- DATA SHOWN:
□ □ □ □

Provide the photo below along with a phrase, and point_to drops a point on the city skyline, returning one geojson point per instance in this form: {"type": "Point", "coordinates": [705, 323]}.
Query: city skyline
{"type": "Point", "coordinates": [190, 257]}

□ □ □ □

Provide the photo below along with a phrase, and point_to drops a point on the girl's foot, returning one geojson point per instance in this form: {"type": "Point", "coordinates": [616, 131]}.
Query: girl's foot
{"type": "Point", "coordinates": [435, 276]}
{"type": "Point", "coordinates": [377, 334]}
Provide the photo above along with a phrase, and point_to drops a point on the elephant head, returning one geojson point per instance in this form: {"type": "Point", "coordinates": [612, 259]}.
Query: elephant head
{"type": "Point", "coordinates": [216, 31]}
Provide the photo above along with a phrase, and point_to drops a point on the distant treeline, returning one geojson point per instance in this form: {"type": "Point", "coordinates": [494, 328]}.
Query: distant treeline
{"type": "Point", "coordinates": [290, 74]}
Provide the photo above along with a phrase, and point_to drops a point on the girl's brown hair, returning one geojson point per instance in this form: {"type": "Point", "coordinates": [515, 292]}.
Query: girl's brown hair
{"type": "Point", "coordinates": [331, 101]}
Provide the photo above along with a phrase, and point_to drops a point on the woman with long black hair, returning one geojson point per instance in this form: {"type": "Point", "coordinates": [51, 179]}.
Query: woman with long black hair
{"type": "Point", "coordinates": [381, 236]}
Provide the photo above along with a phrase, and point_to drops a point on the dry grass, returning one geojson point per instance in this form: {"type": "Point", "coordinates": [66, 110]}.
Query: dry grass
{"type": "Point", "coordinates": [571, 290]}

□ □ □ □

- THE REQUEST:
Gather every line of the records above that contains the word "skyline", copying each line in full.

- CORRECT RESULT:
Provide the photo below along with a phrase, and point_to drops a point on the city skyline, returning one geojson point per instance in this form: {"type": "Point", "coordinates": [705, 323]}.
Query: city skyline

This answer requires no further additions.